-- start of DATASET EXTRACT --

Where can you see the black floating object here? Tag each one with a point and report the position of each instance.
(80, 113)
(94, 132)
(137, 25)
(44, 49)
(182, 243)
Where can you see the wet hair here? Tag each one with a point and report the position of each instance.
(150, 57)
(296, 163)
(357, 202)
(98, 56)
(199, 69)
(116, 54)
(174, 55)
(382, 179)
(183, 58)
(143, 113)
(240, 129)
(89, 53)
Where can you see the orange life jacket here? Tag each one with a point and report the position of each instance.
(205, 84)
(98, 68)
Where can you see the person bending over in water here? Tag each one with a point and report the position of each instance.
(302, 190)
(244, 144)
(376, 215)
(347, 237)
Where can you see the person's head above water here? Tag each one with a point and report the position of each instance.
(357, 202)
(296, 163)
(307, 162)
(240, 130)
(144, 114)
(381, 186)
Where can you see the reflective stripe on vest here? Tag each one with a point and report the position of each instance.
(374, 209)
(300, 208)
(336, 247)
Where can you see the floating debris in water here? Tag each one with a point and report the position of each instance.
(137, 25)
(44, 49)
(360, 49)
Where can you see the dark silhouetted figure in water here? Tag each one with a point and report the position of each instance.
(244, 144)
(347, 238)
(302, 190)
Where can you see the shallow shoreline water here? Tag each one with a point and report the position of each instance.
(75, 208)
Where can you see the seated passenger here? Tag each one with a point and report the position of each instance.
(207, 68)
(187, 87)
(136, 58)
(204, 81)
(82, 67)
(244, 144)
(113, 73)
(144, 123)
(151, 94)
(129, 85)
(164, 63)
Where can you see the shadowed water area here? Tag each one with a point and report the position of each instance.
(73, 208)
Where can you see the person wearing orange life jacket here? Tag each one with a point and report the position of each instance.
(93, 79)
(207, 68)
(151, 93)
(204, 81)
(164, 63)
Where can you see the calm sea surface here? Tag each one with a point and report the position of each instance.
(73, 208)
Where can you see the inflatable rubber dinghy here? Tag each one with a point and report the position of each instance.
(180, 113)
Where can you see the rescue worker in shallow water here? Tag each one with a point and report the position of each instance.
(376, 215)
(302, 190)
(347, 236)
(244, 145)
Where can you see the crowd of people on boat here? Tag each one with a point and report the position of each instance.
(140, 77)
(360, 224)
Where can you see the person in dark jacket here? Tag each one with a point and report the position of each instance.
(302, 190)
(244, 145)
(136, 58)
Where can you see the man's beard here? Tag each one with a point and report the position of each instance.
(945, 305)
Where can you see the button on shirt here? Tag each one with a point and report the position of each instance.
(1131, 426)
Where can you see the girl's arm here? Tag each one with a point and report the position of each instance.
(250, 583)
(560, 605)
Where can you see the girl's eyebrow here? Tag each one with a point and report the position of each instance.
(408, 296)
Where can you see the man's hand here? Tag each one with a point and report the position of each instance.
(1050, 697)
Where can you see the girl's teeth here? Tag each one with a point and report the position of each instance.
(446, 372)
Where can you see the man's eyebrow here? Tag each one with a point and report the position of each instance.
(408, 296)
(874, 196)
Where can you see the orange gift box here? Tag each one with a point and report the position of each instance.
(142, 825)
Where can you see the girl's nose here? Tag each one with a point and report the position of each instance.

-- end of DATASET EXTRACT --

STATED EXERCISE: Copy all of the items above word for word, in the same order.

CORRECT RESPONSE:
Where can you see the black floating object here? Tag each one with a point and report the position of each instance.
(80, 113)
(94, 132)
(137, 25)
(44, 49)
(182, 243)
Where can you see the wet hair here? Tag each one with a point and report the position of each instance.
(150, 57)
(296, 163)
(357, 202)
(98, 56)
(199, 69)
(116, 54)
(174, 55)
(382, 179)
(183, 58)
(143, 113)
(240, 129)
(89, 53)
Where can you see the orange life jacket here? Tag each one with a point and report the position of each instance.
(205, 84)
(98, 68)
Where can you see the person bending over in water here? Tag each one with a point and report the position of each instance.
(302, 190)
(244, 144)
(376, 215)
(347, 237)
Where can you see the person's head above water here? Tag each one with a point and report the position of each instance.
(357, 202)
(296, 163)
(307, 162)
(240, 130)
(144, 114)
(381, 186)
Where can you see the reflective stripe on vest here? Tag each one with a point and report the position of each instance.
(374, 209)
(300, 208)
(336, 247)
Where can you see the floating debris in water here? Tag each one with a point and report the position of each instance.
(137, 25)
(44, 49)
(360, 49)
Where can you see the dark silhouetted figure in water here? Tag each one with a point and report the position of each instance.
(244, 144)
(347, 238)
(302, 190)
Where can you see the shallow shoreline water here? Tag each one with a point and report the position of each instance.
(75, 208)
Where can you see the seated passenger here? Tag each one with a point and report the position of each instance.
(207, 68)
(187, 87)
(136, 58)
(204, 81)
(82, 67)
(244, 144)
(113, 73)
(144, 123)
(151, 94)
(129, 85)
(164, 63)
Where can you see the shadowed water area here? Tag each one with a point and report the position of each instance.
(73, 208)
Where can you see the person wearing orange life jacket here? Tag each one with a point and report the position of each instance.
(93, 79)
(207, 68)
(151, 93)
(204, 81)
(164, 63)
Where can you see the calm sea surface here? Tag each one with a point and report the position of each instance.
(73, 208)
Where can you see the inflatable rubber dinghy here? Tag each one with a point and report the position of each instance.
(180, 113)
Where can you see the rescue worker in shallow water here? Tag each one with a point and report the position of each instance.
(376, 215)
(302, 190)
(347, 236)
(244, 145)
Where can you see the crowd of people on boat here? Tag each one with a point and report the position of each instance.
(140, 77)
(360, 224)
Where can you see the person in dark jacket here? Tag each one with a point and report the position of each instance.
(302, 190)
(244, 145)
(136, 58)
Where can you see the man's beard here? Tag each one with a point and report the position of each instance.
(945, 305)
Where can you see the button on shirt here? Tag each one with a point and report the position of each instance.
(1131, 426)
Where can you see the girl's arm here? Tag each one with a point and report the position of each instance.
(250, 583)
(560, 605)
Where can you see the girl's eyebrow here? Tag each one with a point and report the position of each instance.
(408, 296)
Where can you see the man's hand here? Tag each one with a point and report the position of each instance.
(1050, 697)
Where can you see the girl's teeth here? Tag each one with a point and report the position of each instance.
(446, 372)
Where can you see the man's eyebrow here? Tag each one with a point and report the position of each instance.
(408, 296)
(874, 196)
Where can you see the orange gift box here? Tag each one with a point and report the position of each instance.
(142, 825)
Where can you see the girl's nose here? Tag each one with a point and report the position of each instance.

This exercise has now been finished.